### Document excerpt:
┌──

In the current chaos of my life, it’s easy to become overwhelmed. My little raft is tossing about on some pretty turbulent and stormy waters, and sometimes it feels like all I can do is hold fast. At times, it even feels as though I’m already overboard, and I’m just clinging to the lines, choking on salt spray, and struggling to drag myself out of the waves. As my fingers tip-tap over the keys today, I am floating through a momentary calm. My emotions are steady, my breathing is easier, and my friends are close at heart. However, it’s hurricane season in my metaphorical ocean. I know that there will be more storms to weather before all the present uncertainty works itself out.
The challenges that I am confronting right now are difficult and triggering in an unfamiliar way. The last time I felt remotely similar, I was still at Walden undergoing partial hospitalization treatment for my eating disorder. As days become weeks and weeks coalesce into months, the emotional and psychological demands of the evolving circumstances become increasingly taxing. The acuity and extremity of the stress makes it hard for me to access and utilize the skills that I didn’t realize were becoming lax with disuse. Incorporating elements of mindfulness, dialectical thinking, CBT, and the other tools that I once practiced diligently into my daily life means that I don’t pay as much attention to the focused, attentive, and deliberate training that it required to build those habits. When I am in crisis, I can’t recall how I once managed distress tolerance. When my emotions are roiling out of control, I know that I am in desperate need of emotional regulation, but I don’t remember how to do it.
In addition to the pain that I experience on account of the uncertainty of life, there is the pain of my secondary emotions. I am upset about being upset, and I am frustrated that I am frustrated, and I am angry because I am angry. Such secondary emotions only deepen the darkness and tip me closer to despair. That is one reason why I am grateful for the first annual Kindness Challenge. It couldn’t be more appropriately timed. Just as I feel the light in me flickering unsteadily, here is a choice to pursue a different course. A course of kindness. A choice for life. I hope that, no matter what occurs over the next seven weeks, I can embrace this challenge and nurture that little flicker in my heart.
“Put on then, as God’s chosen ones, holy and beloved, heartfelt compassion, kindness, humility, gentleness and patience…And over all these put on love, that is, the bond of perfection. And let the peace of Christ control your hearts, the peace into which you were also called in one body. And be thankful.”

└──

### Extracted information:

┌──

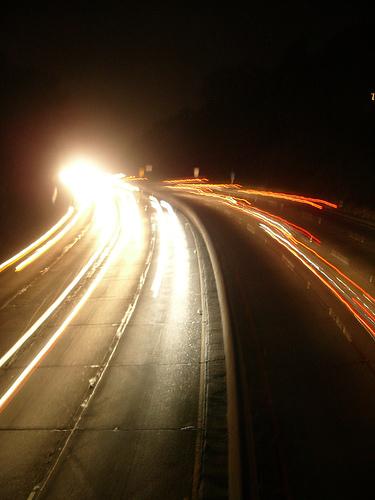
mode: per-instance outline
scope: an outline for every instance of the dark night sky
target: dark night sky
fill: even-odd
[[[30,4],[4,12],[0,51],[12,67],[56,82],[63,110],[51,161],[82,149],[126,164],[145,130],[181,108],[199,108],[212,72],[245,60],[275,68],[301,37],[315,50],[368,18],[355,5]]]

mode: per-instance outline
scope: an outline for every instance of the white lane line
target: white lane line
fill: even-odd
[[[35,494],[38,495],[38,497],[43,494],[45,488],[47,487],[47,484],[48,482],[50,481],[51,477],[53,476],[54,474],[54,471],[56,470],[56,468],[58,467],[59,463],[61,462],[61,459],[62,457],[64,456],[64,453],[66,452],[68,446],[69,446],[69,443],[73,437],[73,435],[75,434],[75,432],[77,431],[78,429],[78,426],[82,420],[82,417],[86,411],[86,409],[88,408],[89,404],[90,404],[90,401],[92,400],[92,398],[94,397],[94,395],[96,394],[96,391],[98,390],[98,387],[100,385],[100,382],[101,380],[103,379],[105,373],[107,372],[107,369],[109,367],[109,364],[113,358],[113,356],[115,355],[116,351],[117,351],[117,348],[118,348],[118,345],[120,343],[120,340],[129,324],[129,321],[131,320],[132,316],[133,316],[133,313],[137,307],[137,304],[138,304],[138,300],[141,296],[141,293],[142,293],[142,290],[143,290],[143,286],[145,285],[145,282],[146,282],[146,278],[148,276],[148,273],[149,273],[149,270],[150,270],[150,267],[151,267],[151,262],[152,262],[152,258],[153,258],[153,254],[154,254],[154,250],[155,250],[155,236],[152,237],[151,239],[151,246],[150,246],[150,250],[149,250],[149,253],[148,253],[148,256],[146,258],[146,264],[145,264],[145,269],[138,281],[138,287],[137,287],[137,290],[133,296],[133,299],[132,299],[132,302],[129,304],[123,318],[121,319],[121,322],[120,322],[120,325],[116,331],[116,334],[115,334],[115,338],[114,338],[114,341],[112,342],[112,344],[110,345],[109,349],[108,349],[108,353],[107,353],[107,359],[104,361],[104,363],[100,366],[100,369],[98,371],[98,373],[96,374],[95,378],[96,378],[96,382],[94,384],[93,387],[90,387],[89,388],[89,392],[88,392],[88,396],[85,397],[83,403],[80,405],[80,412],[77,416],[77,419],[75,421],[75,424],[73,426],[73,428],[70,430],[69,432],[69,435],[68,437],[66,438],[66,441],[64,443],[64,445],[61,447],[60,449],[60,452],[58,454],[58,456],[56,457],[56,460],[54,462],[54,464],[51,466],[50,470],[47,472],[45,478],[39,483],[37,484],[32,492],[30,493],[30,495],[33,495],[33,493],[35,492]],[[31,496],[31,498],[34,498],[35,495]]]
[[[16,272],[22,271],[22,269],[25,269],[28,265],[30,265],[32,262],[34,262],[36,259],[38,259],[41,255],[43,255],[47,250],[49,250],[53,245],[55,245],[58,241],[61,240],[63,236],[65,236],[78,222],[79,218],[82,215],[82,211],[77,212],[76,215],[73,217],[73,219],[59,232],[57,233],[52,239],[48,240],[43,246],[39,247],[37,250],[35,250],[34,253],[32,253],[29,257],[27,257],[25,260],[20,262],[18,266],[16,266]]]
[[[23,346],[23,344],[37,331],[37,329],[51,316],[51,314],[56,311],[56,309],[61,305],[61,303],[66,299],[69,293],[75,288],[82,277],[88,272],[92,267],[94,262],[99,258],[103,251],[104,246],[99,248],[91,259],[86,263],[77,276],[71,281],[71,283],[65,288],[65,290],[57,297],[55,302],[53,302],[46,311],[40,316],[37,321],[18,339],[18,341],[0,358],[0,368]]]
[[[101,261],[108,256],[108,253],[111,251],[114,243],[112,242],[110,245],[106,246],[104,250],[101,252],[100,258]],[[95,257],[98,252],[95,253]],[[95,277],[94,281],[90,284],[89,288],[86,290],[84,295],[80,298],[76,306],[69,313],[69,315],[65,318],[65,320],[61,323],[59,328],[55,331],[55,333],[50,337],[50,339],[46,342],[44,347],[38,352],[38,354],[34,357],[34,359],[26,366],[26,368],[20,373],[20,375],[16,378],[13,384],[9,387],[9,389],[1,396],[0,398],[0,412],[4,408],[4,406],[8,403],[10,398],[14,395],[14,393],[18,390],[21,384],[25,381],[25,379],[31,374],[31,372],[36,368],[36,366],[40,363],[40,361],[44,358],[44,356],[49,352],[49,350],[54,346],[59,337],[65,331],[66,327],[72,321],[72,319],[78,314],[82,306],[86,303],[87,299],[90,297],[94,289],[98,286],[104,274],[107,272],[109,265],[113,260],[115,252],[112,252],[110,258],[108,258],[100,269],[99,273]],[[90,259],[90,264],[93,263],[93,258]],[[87,269],[87,266],[85,266]],[[80,273],[81,274],[81,273]]]
[[[15,262],[17,262],[19,259],[30,253],[32,250],[34,250],[36,247],[38,247],[41,243],[46,241],[53,233],[55,233],[67,220],[70,219],[70,217],[73,215],[74,208],[69,207],[68,211],[61,217],[61,219],[54,225],[52,226],[47,232],[45,232],[42,236],[40,236],[37,240],[33,241],[28,245],[26,248],[21,250],[20,252],[16,253],[13,255],[13,257],[10,257],[8,260],[0,264],[0,272],[4,271],[7,267],[11,266]]]

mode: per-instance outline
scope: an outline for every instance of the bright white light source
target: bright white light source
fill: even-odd
[[[111,176],[102,172],[90,160],[79,158],[60,172],[60,180],[73,194],[79,205],[86,205],[103,196]]]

└──

### Work to complete:
In the essay on the Kindness Challenge, translate this sentence into Spanish: "Such secondary emotions only deepen the darkness and tip me closer to despair."

### Response area:
Tales emociones secundarias solo ahondan la oscuridad y me empujan más cerca de la desesperación.